• **Excerpt**
In internal implementation, each segment corresponds to a physical file that is originally stored in page mode. For example, each partitioned table and a bucket in each hash bucket table have an independent segment. Multiple extents are mounted to each segment. Each extent is consecutive in a file, but extents may not be consecutive between each other. A segment can be dynamically expanded by adding new extents, but an extent cannot be directly reclaimed. You can reclaim storage space by segment by truncating or clustering the entire table.
Currently, four sizes of extents are supported: 64 KB, 1 MB, 8 MB, and 64 MB. For a segment, the size of the extent expanded each time is fixed. The size of the first 16 extents is 64 KB, the size of the 17th to 143th extents is 1 MB. The same rule applies to other extents. The following figure lists the parameters.
Table 1 Classification of extents stored in a segment
Guide to Using Segment-Page Tables
When using the CREATE TABLE statement to create a table, you can specify segment=on to enable a row-store table to store data in segment-page mode. If hashbucket=on is specified, segment=on is forcibly used by default. Currently, segment-page storage does not support column-store tables. Segment-page tablespaces are automatically created and do not require additional commands.
Set segment to on to create a segment-page common table.
create table t1(a int, b int, PRIMARY KEY(a,b)) with(segment=on);
Set hashbucket to on to create a segment-page hash bucket table.
create table t1(a int, b int, PRIMARY KEY(a,b)) with(hashbucket=on);
To help users better use the segment-page storage function, openGauss provides two built-in system functions to display the extent usage. Users can use the two views to determine whether to reclaim data and which part of the data to be reclaimed.
**pg_stat_segment_space_info(Oid tablespace, Oid database);**specifies the OIDs of the tablespace and database to display the usage information about all extent groups in the tablespace.
Table 2 pg_stat_segment_space_info view column information
**pg_stat_segment_extent_usage(Oid tablespace, Oid databse, uint32 extent_type);**specifies the usage information of each allocated extent in an extent group returned each time.extent_type indicates the type of the extent group. The value is an integer ranging from 1 to 5.If the value is not within the range, an error is reported.

• **Task 1**
From the excerpt on segment-page storage, list every extent size that is currently supported.
• **Task 2**
Extend the excerpt on segment-page storage, picking up right after its last sentence.
The data items play no part in this work.

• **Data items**

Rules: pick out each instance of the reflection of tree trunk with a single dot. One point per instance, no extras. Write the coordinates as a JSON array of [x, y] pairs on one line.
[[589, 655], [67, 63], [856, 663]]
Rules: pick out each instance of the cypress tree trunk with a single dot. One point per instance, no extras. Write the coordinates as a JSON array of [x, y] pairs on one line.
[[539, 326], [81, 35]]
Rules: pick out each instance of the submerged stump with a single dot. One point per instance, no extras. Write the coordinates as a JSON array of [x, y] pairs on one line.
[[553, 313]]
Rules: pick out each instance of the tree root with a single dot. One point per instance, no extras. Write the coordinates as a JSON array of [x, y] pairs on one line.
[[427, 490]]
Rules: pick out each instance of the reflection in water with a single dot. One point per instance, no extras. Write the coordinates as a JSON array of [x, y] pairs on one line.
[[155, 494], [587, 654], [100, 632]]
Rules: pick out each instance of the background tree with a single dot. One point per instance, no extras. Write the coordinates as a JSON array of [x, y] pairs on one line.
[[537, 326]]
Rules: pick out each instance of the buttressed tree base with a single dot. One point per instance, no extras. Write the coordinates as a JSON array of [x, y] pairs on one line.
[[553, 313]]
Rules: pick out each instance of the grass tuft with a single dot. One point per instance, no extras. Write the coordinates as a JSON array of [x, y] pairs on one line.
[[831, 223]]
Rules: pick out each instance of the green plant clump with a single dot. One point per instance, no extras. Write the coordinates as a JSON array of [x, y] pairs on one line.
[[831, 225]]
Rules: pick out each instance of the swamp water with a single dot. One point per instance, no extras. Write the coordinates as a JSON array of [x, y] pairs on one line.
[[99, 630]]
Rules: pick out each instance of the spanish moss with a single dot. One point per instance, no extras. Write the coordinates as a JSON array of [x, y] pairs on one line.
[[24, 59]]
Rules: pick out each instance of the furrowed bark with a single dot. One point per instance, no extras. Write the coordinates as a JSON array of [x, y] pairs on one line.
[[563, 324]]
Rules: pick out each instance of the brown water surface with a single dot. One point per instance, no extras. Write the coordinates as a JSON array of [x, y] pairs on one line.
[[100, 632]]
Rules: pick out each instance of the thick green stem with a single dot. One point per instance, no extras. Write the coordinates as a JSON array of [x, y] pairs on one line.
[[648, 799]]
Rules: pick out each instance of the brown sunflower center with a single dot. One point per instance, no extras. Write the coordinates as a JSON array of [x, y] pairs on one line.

• **Expected output 1**
64 KB, 1 MB, 8 MB, 64 MB

• **Expected output 2**
Table 3 pg_stat_segment_extent_usage view column information
**gs_spc_shrink(Oid tablespace, Oid database, uint32 extent_type);**specifies that one extent group is cleared at a time. The target size in shrinking is automatically calculated as follows: Active data volume + 128 MB. The value is rounded up and aligned with 128 MB.
Summary
openGauss provides the segment-page solution to solve the problem that there are too many underlying file handles when there are a large number of hash bucket tables and large partitioned tables. In the segment-page solution, a table corresponds to a logical segment. Different segments at the bottom layer are stored in a physical file, greatly reducing the number of handles of the physical file at the bottom layer. Even in the case of a large amount of data, the scenario where there are too many file handles such as common tables is avoided, and the system maintainability is improved. In addition, in scenarios such as full build and full backup, random I/Os caused by too many small files can be reduced to improve system I/O performance. The parameters related to the current segment-page table are fixed. In the future, openGauss can use the AI technology to automatically adjust parameters for the segment-page storage mechanism, providing users with more intelligent and better-performance segment-page storage policies.